(Point labeling examples)
——————————

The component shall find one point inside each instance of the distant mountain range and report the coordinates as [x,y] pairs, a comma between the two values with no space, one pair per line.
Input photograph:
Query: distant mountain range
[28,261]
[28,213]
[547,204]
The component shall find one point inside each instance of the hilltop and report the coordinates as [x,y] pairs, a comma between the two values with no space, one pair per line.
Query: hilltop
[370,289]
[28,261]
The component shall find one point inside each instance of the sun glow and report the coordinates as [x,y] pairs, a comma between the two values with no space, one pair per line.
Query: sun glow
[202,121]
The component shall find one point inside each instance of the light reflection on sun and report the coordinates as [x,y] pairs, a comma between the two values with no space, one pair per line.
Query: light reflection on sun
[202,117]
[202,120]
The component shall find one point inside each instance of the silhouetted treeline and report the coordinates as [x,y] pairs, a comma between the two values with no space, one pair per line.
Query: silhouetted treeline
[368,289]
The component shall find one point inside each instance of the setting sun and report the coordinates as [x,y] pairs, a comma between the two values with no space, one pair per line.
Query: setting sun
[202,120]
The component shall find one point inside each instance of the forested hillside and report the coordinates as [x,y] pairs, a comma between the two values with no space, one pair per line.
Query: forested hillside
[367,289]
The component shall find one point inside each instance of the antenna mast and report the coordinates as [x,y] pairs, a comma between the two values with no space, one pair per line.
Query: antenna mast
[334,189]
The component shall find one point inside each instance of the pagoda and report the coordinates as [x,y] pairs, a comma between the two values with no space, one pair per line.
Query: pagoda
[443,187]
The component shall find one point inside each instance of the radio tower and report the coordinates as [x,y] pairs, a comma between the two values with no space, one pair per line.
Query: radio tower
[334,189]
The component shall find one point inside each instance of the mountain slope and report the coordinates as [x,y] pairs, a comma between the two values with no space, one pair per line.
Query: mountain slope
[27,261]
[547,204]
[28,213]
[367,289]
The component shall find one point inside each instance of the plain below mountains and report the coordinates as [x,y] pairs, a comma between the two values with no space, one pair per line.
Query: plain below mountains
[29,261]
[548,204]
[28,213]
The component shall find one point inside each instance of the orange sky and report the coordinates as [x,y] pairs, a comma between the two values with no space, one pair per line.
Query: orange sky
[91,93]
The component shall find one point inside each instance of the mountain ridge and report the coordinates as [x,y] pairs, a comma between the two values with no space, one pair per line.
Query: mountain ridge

——————————

**EXERCISE GOAL:** Rewrite the material, swapping each "instance" for "occurrence" and leaving everything else unchanged.

**RESULT:**
The component shall find one point inside each occurrence of the distant mountain range and report the coordinates as [x,y] pairs, a comma between the two values with no space, one pair per line.
Input photograph:
Query: distant mountain range
[28,261]
[28,213]
[547,204]
The component shall find one point inside each occurrence of the hilltop and report the coordinates as [x,y] pairs, a comma between the two values with no space, one pair per line.
Query: hilltop
[370,289]
[28,261]
The component shall find one point inside each occurrence of the sun glow and report the coordinates as [x,y] pairs, a comma between the two values with no space, one pair per line.
Query: sun glow
[202,121]
The component shall find one point inside each occurrence of the light reflection on sun and report the coordinates as [x,y] pairs, a comma between the two values with no space, one pair per line.
Query: light reflection on sun
[202,117]
[202,120]
The component shall find one point inside each occurrence of the silhouetted treeline and report the coordinates as [x,y] pairs, a comma between the two values with no space, one pair per line.
Query: silhouetted treeline
[368,289]
The component shall find one point inside each occurrence of the setting sun and report the coordinates as [x,y] pairs, a comma between the two values with no space, one pair per line.
Query: setting sun
[202,120]
The component shall find one point inside each occurrence of the forested hillside and report the coordinates as [x,y] pairs, a comma between the two values with no space, one pair per line.
Query: forested hillside
[367,289]
The component shall find one point inside each occurrence of the antenna mast and report the coordinates as [x,y] pairs, a comma between the two values with no space, one pair per line.
Query: antenna mast
[334,189]
The component shall find one point inside each occurrence of the pagoda and report the coordinates as [x,y] pairs, a comma between the two values with no space, one pair per line.
Query: pagoda
[443,187]
The component shall find one point inside each occurrence of the radio tower and report the coordinates as [x,y] pairs, a comma between the two values with no space, one pair per line.
Query: radio tower
[334,189]
The component shall find one point inside each occurrence of the mountain slope and report the coordinates as [x,y] pairs, a comma between the two values with no space, one pair per line.
Query: mountain slope
[27,261]
[547,204]
[28,213]
[367,289]
The component shall find one point inside each occurrence of the plain below mountains and report the coordinates as [x,y] pairs, a comma between the two values with no space, one pair per line.
Query: plain below mountains
[29,261]
[548,204]
[28,213]
The component shall find one point inside each occurrence of the orange sky and report the coordinates as [x,y] pairs, a comma between the two values with no space, one pair per line.
Query: orange sky
[91,93]
The component shall find one point inside each occurrence of the mountain ridge and report the coordinates as [x,y] pairs, a comma between the two values with no space, one pair per line.
Query: mountain ridge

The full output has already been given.